## Bloc de texte

L’ordre est donné de reprendre les permissions mais le colo n’a pas l’intention de faire commencer le 3ème tour des officiers. J’écris à Louise d’attendre un télégramme et de venir aussitôt qu’elle le recevra. Je suis tout joyeux à l’idée de la revoir bientôt.

 

 30 AVRIL

Messe superbe avec grand discours de Monseigneur Ruch aumonier du 20ème Coprs d’Armée ; à l’entrée à la messe je vois défiler Mme Ramond, Mme Cantau, Mme Broudie. Après déjeuner je vais à cheval à Crêvecoeur (NDR : à priori Crêvecoeur le Grand p21D2) et me décide à télégraphier à Louise de venir de suite ; bureau fermé, mon télégramme partira seulement demain.

 

 1er MAI 1916

Le télégramme est parti avec pas mal de difficultés ; je pense aller chercher Louise mercredi à Beauvais. Reconnaissance en voiture de Fontaine Bonneleau avec Lapeyre et le Dr Broudie. Après midi visite du Général Balfourier qui sur notre demande autorise le colo à faire partir le 3ème tour des officiers.

 

 2 MAI

Je vais avec le Bataillon aux douches à Fontaine Bonneleau, en rentrant je reçois un télégramme qui me parvient grâce à l’obligeance du Maire de Crêvecoeur, Louise télégraphie de Margaux qu’elle ne peut arriver mercredi sans autre détail.

## Énoncé rédigé 1
Pour chacune des affirmations suivantes, indiquez par oui ou par non si elle s'accorde avec l'extrait de journal ci-dessus, en citant mot pour mot les termes qui tranchent.
(a) Le télégramme destiné à Louise part le 30 avril, le jour même où il est décidé.
(b) Le Général Balfourier permet au colonel de faire partir le 3ème tour des officiers.
(c) Louise annonce qu'elle arrivera mercredi.
## Énoncé rédigé 2
Répondez brièvement aux questions suivantes à l'aide de l'extrait de journal ci-dessus.
(a) Qui prononce le grand discours lors de la messe du 30 avril ?
(b) Qui accompagne l'auteur lors de la reconnaissance en voiture de Fontaine Bonneleau ?
(c) De quel lieu Louise envoie-t-elle son télégramme ?
## Énoncé rédigé 3
Poursuivez l'extrait de journal ci-dessus à partir de sa dernière phrase, dans le même style.

## Matériel fourni
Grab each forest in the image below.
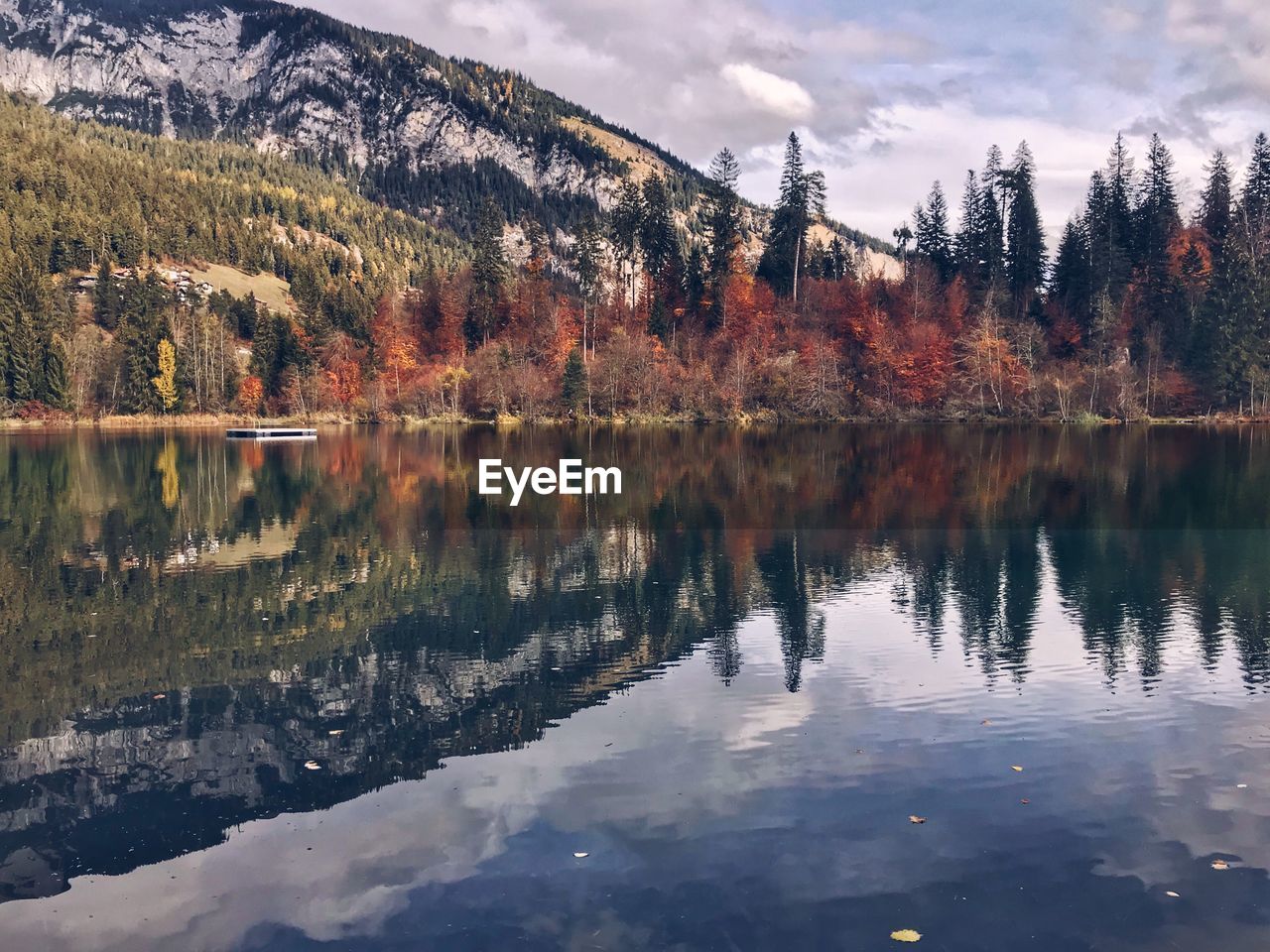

## Réponse attendue 1
(a) Non : « bureau fermé, mon télégramme partira seulement demain ».
(b) Oui : « visite du Général Balfourier qui sur notre demande autorise le colo à faire partir le 3ème tour des officiers ».
(c) Non : « Louise télégraphie de Margaux qu’elle ne peut arriver mercredi sans autre détail ».

## Réponse attendue 2
(a) Monseigneur Ruch.
(b) Lapeyre et le Dr Broudie.
(c) De Margaux.

## Réponse attendue 3
 3 MAI

Je visite mon cantonnement et remplis mes fonctions de Major de cantonnement quand Landouard me porte de Crêvecoeur un nouveau télégramme, de Pauillac celui ci me demandant des explications sur ma date de permission etc. C’est là je crois ma plus grosse contrariété de la Campagne. Louise hésite à venir parce que ce ne serait que pour quelques jours et cependant parmi ces jours là se trouve le 6 mai (NDR : c’est l’anniversaire de mariage de Jean Maurice et Louise le 6 mai ; union célébrée en 1905 à Cantenac, Gironde). Je souffre beaucoup de cette affaire. Evidemment les conseils ne lui ont pas été ménagés à Margaux (NDR : la belle famille de Jean Maurice est à Margaux, la famille de Jean Maurice demeure à Pauillac) et pour lui faire économiser 100 fr. de voyage, on me prive de 8 jours de joie. Je ne méritais certainement pas cela après toutes les souffrances endurées depuis 6 mois. Je me dispense de commentaires. Le colo m’annonce que je partirai le 1er pour le 3ème tour càd vers mercredi prochain. Je télégraphie à Louise qu’elle n’a pas besoin de se déranger.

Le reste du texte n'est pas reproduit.